====== INPUT RECORDS
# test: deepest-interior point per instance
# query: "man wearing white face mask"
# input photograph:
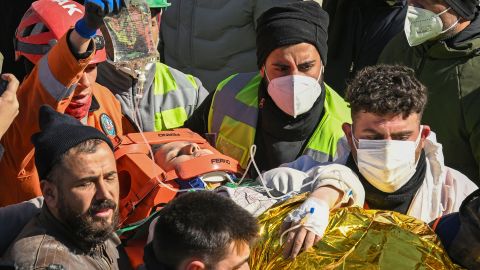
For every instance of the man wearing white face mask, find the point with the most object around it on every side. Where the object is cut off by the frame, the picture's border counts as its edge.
(285, 109)
(442, 44)
(398, 161)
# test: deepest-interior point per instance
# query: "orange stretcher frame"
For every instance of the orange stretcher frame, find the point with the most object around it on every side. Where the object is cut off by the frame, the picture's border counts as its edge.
(138, 173)
(140, 191)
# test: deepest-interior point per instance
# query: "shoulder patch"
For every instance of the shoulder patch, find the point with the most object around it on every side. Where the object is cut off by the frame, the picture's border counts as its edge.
(107, 124)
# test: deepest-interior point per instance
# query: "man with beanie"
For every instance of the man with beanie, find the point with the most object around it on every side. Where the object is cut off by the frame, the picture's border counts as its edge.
(78, 174)
(286, 109)
(441, 43)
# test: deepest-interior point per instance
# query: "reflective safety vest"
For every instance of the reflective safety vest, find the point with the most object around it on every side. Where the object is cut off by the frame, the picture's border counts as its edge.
(176, 95)
(234, 112)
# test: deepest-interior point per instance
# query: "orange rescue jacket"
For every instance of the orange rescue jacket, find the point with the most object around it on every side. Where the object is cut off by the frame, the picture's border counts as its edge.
(51, 82)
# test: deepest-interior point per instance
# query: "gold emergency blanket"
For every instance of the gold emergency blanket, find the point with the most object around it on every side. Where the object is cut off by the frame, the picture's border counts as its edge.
(354, 239)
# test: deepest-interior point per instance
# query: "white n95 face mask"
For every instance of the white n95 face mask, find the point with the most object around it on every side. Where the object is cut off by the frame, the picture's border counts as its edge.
(387, 164)
(294, 94)
(422, 25)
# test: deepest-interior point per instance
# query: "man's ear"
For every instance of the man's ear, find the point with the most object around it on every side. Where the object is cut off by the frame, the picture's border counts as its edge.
(50, 193)
(195, 265)
(347, 129)
(425, 132)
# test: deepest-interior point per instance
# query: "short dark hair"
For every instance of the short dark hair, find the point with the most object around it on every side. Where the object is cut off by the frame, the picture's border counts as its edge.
(88, 147)
(386, 89)
(201, 225)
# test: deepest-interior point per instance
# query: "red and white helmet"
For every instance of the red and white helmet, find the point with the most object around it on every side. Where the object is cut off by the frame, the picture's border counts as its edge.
(44, 23)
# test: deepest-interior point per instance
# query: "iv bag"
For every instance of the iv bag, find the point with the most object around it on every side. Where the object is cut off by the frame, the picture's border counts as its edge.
(128, 37)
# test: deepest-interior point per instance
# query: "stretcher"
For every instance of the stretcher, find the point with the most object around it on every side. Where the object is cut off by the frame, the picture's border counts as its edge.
(145, 187)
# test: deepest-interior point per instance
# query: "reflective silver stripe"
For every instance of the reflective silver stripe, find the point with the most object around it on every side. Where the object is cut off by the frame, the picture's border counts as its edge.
(50, 83)
(32, 49)
(185, 95)
(318, 155)
(225, 103)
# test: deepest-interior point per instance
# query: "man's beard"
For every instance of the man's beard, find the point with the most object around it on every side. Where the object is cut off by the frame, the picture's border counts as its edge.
(86, 227)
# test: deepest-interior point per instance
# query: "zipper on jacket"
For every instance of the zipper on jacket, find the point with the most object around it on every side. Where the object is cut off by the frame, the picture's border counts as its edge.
(420, 67)
(136, 126)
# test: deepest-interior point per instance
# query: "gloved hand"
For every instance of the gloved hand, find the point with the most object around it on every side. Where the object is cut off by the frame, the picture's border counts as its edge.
(95, 11)
(304, 226)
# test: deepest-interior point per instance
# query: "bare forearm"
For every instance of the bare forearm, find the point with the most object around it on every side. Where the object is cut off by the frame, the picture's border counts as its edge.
(328, 194)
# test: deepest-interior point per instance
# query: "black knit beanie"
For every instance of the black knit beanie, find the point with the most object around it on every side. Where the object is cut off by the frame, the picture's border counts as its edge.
(294, 23)
(464, 8)
(58, 133)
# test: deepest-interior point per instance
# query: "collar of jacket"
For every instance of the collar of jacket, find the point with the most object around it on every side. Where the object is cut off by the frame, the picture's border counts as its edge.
(61, 232)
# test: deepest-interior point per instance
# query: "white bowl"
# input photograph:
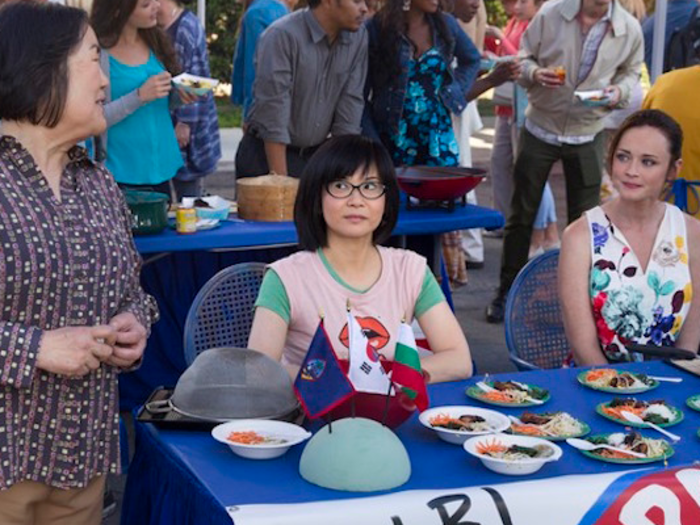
============
[EXERCISE] Filter the listing above down to only the lines that contain the string "jacket", and copy each such line in full.

[OUTPUT BELOW]
# query: "orange rescue jacket"
For every instance of the orange rescue jacket, find the point with the most object around it on every side. Where the object is cut off by the frame, the picture's border counts as its edge.
# query: "zipper on jacket"
For every instance of the zipper on jacket, find the point with the most object around it on every side. Where the object is cut off by the frame, the picture's border counts as its edge.
# query: "collar of jacket"
For every instance of the collar of jacket, find the point with the most object around it on every side. Where the object is cut off by the frame, the picture's border counts as its edge.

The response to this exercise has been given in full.